** Task prompt **
Return every entry exactly as written.

** Dataset excerpts **

=====

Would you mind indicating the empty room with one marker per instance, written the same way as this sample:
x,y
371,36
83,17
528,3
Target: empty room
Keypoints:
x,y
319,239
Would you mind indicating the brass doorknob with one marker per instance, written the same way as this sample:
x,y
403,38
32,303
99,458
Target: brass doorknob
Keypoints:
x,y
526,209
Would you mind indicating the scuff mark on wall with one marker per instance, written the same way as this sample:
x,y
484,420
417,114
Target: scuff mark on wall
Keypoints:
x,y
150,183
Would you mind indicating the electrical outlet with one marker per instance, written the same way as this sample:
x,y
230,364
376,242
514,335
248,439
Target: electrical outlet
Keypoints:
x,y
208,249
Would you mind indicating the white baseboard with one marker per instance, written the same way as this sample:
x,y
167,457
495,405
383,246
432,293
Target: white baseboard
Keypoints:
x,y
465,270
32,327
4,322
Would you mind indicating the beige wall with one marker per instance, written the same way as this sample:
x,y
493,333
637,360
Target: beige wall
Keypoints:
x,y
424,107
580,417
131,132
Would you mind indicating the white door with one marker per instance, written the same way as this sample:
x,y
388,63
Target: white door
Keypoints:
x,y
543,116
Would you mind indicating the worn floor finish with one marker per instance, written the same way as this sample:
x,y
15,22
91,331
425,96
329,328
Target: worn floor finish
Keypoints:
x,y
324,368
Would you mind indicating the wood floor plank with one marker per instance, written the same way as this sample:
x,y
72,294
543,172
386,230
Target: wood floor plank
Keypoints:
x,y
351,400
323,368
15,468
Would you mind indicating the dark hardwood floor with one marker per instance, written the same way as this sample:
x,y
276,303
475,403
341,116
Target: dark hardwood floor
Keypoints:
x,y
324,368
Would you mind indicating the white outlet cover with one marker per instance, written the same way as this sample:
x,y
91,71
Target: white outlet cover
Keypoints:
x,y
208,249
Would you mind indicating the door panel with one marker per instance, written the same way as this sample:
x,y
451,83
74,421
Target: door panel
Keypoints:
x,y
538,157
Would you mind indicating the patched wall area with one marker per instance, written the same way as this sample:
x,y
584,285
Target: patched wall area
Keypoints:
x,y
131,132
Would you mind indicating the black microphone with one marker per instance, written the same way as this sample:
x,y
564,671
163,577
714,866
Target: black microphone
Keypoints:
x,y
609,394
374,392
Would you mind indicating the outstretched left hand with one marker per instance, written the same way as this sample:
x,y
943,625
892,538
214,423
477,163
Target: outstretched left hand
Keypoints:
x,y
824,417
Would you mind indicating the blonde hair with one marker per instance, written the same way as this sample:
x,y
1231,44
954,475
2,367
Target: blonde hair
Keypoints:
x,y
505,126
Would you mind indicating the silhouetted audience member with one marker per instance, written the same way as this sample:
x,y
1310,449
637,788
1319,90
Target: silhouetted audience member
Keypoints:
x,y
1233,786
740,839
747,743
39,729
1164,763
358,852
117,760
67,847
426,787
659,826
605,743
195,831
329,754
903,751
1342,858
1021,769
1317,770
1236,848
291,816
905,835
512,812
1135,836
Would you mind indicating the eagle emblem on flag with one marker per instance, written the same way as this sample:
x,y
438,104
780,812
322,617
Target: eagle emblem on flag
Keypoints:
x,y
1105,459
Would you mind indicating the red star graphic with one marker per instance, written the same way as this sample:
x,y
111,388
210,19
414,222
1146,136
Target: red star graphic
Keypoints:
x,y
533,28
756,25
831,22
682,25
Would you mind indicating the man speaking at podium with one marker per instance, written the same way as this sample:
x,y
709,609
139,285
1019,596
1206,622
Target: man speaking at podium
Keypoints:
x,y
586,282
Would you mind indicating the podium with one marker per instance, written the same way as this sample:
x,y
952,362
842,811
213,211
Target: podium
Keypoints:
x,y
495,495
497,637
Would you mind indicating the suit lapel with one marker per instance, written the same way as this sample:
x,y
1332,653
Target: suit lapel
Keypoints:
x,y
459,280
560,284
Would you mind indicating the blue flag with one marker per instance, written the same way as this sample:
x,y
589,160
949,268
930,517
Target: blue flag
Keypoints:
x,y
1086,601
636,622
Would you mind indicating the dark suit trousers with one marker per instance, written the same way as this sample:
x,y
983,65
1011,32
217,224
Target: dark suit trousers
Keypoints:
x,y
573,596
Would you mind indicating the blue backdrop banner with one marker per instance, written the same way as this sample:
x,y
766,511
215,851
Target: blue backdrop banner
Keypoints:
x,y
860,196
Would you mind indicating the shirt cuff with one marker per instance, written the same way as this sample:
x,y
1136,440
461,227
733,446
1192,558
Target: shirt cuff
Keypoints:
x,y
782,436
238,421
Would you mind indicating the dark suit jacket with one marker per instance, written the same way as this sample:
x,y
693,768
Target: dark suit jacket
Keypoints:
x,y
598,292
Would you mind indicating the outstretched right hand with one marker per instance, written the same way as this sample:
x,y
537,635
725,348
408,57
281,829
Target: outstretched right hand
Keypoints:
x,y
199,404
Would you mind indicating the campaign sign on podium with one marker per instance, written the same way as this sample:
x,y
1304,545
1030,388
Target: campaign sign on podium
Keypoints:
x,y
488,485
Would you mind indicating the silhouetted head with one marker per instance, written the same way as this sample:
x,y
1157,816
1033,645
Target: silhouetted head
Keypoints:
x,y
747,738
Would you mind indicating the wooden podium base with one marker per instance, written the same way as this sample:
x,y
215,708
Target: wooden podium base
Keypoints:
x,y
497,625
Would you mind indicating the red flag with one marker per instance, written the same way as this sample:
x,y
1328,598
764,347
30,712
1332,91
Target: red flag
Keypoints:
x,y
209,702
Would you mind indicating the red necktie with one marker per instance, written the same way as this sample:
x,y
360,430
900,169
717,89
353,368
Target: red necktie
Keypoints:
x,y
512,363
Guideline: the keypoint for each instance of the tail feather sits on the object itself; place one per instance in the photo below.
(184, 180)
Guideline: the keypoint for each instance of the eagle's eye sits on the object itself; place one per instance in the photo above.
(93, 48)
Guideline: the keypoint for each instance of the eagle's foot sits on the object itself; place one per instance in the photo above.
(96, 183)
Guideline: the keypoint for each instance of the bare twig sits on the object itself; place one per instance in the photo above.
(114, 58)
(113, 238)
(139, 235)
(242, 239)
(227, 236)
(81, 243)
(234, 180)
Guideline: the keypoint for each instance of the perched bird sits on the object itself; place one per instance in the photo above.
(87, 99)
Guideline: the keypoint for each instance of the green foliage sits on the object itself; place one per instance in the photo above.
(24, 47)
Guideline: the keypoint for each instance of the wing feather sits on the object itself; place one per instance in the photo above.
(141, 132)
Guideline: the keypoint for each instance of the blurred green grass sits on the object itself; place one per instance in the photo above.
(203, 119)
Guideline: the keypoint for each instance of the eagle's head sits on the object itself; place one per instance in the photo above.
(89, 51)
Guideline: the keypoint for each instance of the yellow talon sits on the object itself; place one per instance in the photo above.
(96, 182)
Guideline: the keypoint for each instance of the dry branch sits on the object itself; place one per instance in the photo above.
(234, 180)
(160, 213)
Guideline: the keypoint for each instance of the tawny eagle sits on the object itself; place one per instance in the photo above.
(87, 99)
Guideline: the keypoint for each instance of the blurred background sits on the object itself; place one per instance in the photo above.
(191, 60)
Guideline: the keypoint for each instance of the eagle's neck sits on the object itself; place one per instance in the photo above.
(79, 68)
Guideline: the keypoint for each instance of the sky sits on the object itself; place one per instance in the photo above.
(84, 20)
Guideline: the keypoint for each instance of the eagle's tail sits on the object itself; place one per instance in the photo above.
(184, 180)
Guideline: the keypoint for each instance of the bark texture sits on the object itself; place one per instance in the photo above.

=====

** Response **
Would you mind indicating the empty room with one marker per instance, written the same way as this sample:
x,y
371,36
83,17
528,3
Target: empty room
Keypoints:
x,y
319,239
Would you mind indicating the brass doorknob with one marker per instance, written the same way as this sample:
x,y
403,38
32,303
99,458
Target: brass doorknob
Keypoints:
x,y
526,209
Would you mind indicating the scuff mark on wall with one marker per instance, written the same way as this sample:
x,y
484,420
417,114
Target: scuff mark on wall
Keypoints:
x,y
150,183
Would you mind indicating the electrical outlet with one marker per instance, written the same way as this sample:
x,y
230,364
376,242
514,335
248,439
Target: electrical outlet
Keypoints:
x,y
208,249
Would you mind indicating the white baseboard with one marker per instance, written the same way as this sample:
x,y
167,457
495,405
383,246
432,293
Target: white baseboard
Keypoints:
x,y
465,270
32,327
4,322
Would you mind indicating the beige wall with one marker per instance, written the same way as this sample:
x,y
493,333
637,360
Target: beige wall
Keypoints:
x,y
424,107
580,417
131,132
Would you mind indicating the white door with one marker per instance, written the same way as this sample:
x,y
388,63
Target: white door
Keypoints:
x,y
543,116
Would you mind indicating the worn floor finish with one marker per instance, written the same way as this sample:
x,y
15,22
91,331
425,96
329,328
Target: worn floor finish
Keypoints:
x,y
324,368
Would you mind indicating the wood floor plank with one marker per instance, written the same way as this sample:
x,y
72,294
543,172
386,230
Target: wood floor plank
Keypoints:
x,y
351,400
323,368
15,468
Would you mind indicating the dark hardwood floor with one marker per instance, written the same way as this sample:
x,y
276,303
475,403
341,116
Target: dark hardwood floor
Keypoints:
x,y
324,368
Would you mind indicating the white outlet cover with one marker per instance, written the same way as this sample:
x,y
91,71
Target: white outlet cover
Keypoints:
x,y
208,249
Would you mind indicating the door panel with one marker per instance, written the same way as this sample:
x,y
451,83
74,421
Target: door panel
Keypoints:
x,y
538,157
Would you mind indicating the patched wall area with one marker per instance, written the same way as this sample:
x,y
584,285
Target: patched wall area
Keypoints:
x,y
131,132
Would you mind indicating the black microphone with one marker per instance, written the same way as this sample:
x,y
564,671
163,577
714,866
Target: black microphone
Keypoints:
x,y
609,394
374,392
Would you mind indicating the outstretched left hand with one marker per instance, written the same way as this sample:
x,y
943,625
892,538
214,423
477,163
Target: outstretched left hand
Keypoints:
x,y
824,417
Would you mind indicating the blonde hair with one marker per instance, written the same way as this sample:
x,y
1231,44
954,475
2,367
Target: blonde hair
Keypoints:
x,y
505,126
Would you mind indicating the silhouetted audience member with one marker per instance, written the same way as this sample:
x,y
1310,449
637,788
1319,90
Target: silhouetted audience member
Keypoints:
x,y
1233,786
740,839
747,743
39,729
1164,763
358,852
117,760
67,847
426,787
659,826
605,743
195,831
329,754
903,751
1342,858
1021,769
1317,770
1236,848
291,816
905,835
512,812
1135,836
Would you mind indicating the eagle emblem on flag with one marker per instance, written the same way as this sample:
x,y
438,104
780,812
322,617
Target: eagle emblem on flag
Keypoints:
x,y
1105,459
Would you mind indicating the red star graphic with one marker per instance, written the same way as this sample:
x,y
111,388
210,19
414,222
1146,136
Target: red star graphic
Keypoints:
x,y
533,28
756,25
831,22
682,25
Would you mind indicating the man speaking at podium with one marker per instance, written the same way as this sample:
x,y
709,609
139,285
1019,596
1206,622
Target: man speaking at podium
Keypoints:
x,y
586,282
Would you mind indicating the podium with one marker per instance, written the same way as this sample:
x,y
952,362
842,811
213,211
Target: podium
Keypoints:
x,y
495,495
497,637
Would you mind indicating the suit lapel with one marker per instance, written the same way as this sample:
x,y
1332,653
Target: suit lapel
Keypoints:
x,y
459,280
560,284
Would you mind indicating the blue flag with one marker per instance, written the same way as this sample:
x,y
589,160
949,268
930,517
Target: blue flag
Keypoints:
x,y
1086,601
636,622
Would you mind indicating the dark suit trousers with one marker per instance, written the same way as this sample:
x,y
983,65
1011,32
217,224
Target: dark suit trousers
Keypoints:
x,y
573,596
Would you mind indicating the blue backdrop banner with one marker per instance, written the same way as this sample:
x,y
766,511
215,851
Target: blue backdrop banner
Keypoints:
x,y
860,196
Would you mind indicating the shirt cuff with one marker per instance, written the same way as this sample:
x,y
1136,440
461,227
733,446
1192,558
Target: shirt cuff
Keypoints:
x,y
782,436
238,421
Would you mind indicating the dark suit jacket with one marker per instance, written the same way as this sample:
x,y
693,768
Target: dark suit jacket
Keypoints:
x,y
598,292
Would you mind indicating the outstretched right hand with one marker per instance, written the same way as this sample:
x,y
537,635
725,348
408,57
281,829
Target: outstretched right hand
Keypoints:
x,y
199,404
Would you mind indicating the campaign sign on podium with one marker per instance, written the same way as this sample:
x,y
1304,545
1030,388
Target: campaign sign on podium
Keypoints:
x,y
488,485
Would you mind indicating the silhouetted head with one marker per instance, written the same way as this sample:
x,y
1157,816
1033,645
Target: silhouetted head
Keypoints:
x,y
747,738
Would you mind indicating the wooden podium base with one marker per instance, written the same way as this sample:
x,y
215,708
Target: wooden podium base
Keypoints:
x,y
497,625
Would you mind indicating the red flag with one marker per instance, written the same way as this sample:
x,y
1328,598
764,347
30,712
1332,91
Target: red flag
Keypoints:
x,y
209,702
Would you mind indicating the red necktie with one marker per instance, written the same way as this sample:
x,y
360,430
900,169
717,89
353,368
Target: red necktie
Keypoints:
x,y
512,363
Guideline: the keypoint for each instance of the tail feather sits on the object itself; place one per instance in the photo below.
(184, 180)
Guideline: the keypoint for each instance of the eagle's eye sits on the object itself; place one per instance in the photo above.
(93, 48)
Guideline: the keypoint for each instance of the eagle's foot sits on the object itself; place one per instance in the photo above.
(96, 183)
Guideline: the keypoint for each instance of the bare twig sits on the object itself; place one per instance in the photo above.
(114, 58)
(113, 238)
(139, 235)
(242, 239)
(227, 236)
(81, 243)
(234, 180)
Guideline: the keypoint for each instance of the perched bird sits on the object itself; place one per instance in the photo above.
(87, 99)
Guideline: the keypoint for each instance of the green foliage sits on the object itself; place one per instance in the photo above.
(24, 47)
Guideline: the keypoint for each instance of the wing feather sits on the object itself; place one per instance in the photo above.
(141, 132)
Guideline: the keypoint for each instance of the blurred green grass sits on the object itself; place one per instance in the photo above.
(203, 119)
Guideline: the keypoint for each instance of the eagle's head sits on the object itself; place one per instance in the photo above.
(89, 51)
Guideline: the keypoint for each instance of the yellow talon sits on the object itself; place one per instance in the photo above.
(96, 182)
Guideline: the keypoint for each instance of the dry branch sits on the object itself; place one per instance in the photo above.
(234, 180)
(160, 213)
Guideline: the keypoint for each instance of the tawny eagle sits on the object itself; place one per instance in the photo above.
(87, 99)
Guideline: the keypoint for each instance of the blurred background sits on the object itself; place one per instance in the photo above.
(191, 60)
Guideline: the keypoint for each instance of the eagle's neck sits on the object itself; place one per instance in the photo above.
(79, 68)
Guideline: the keypoint for each instance of the sky sits on the object itself; place one per instance in the photo above.
(84, 20)
Guideline: the keypoint for each instance of the eagle's tail sits on the object itself; place one per instance in the photo above.
(184, 180)
Guideline: the keypoint for each instance of the bark texture sits on the object itself; place one per instance in the photo above.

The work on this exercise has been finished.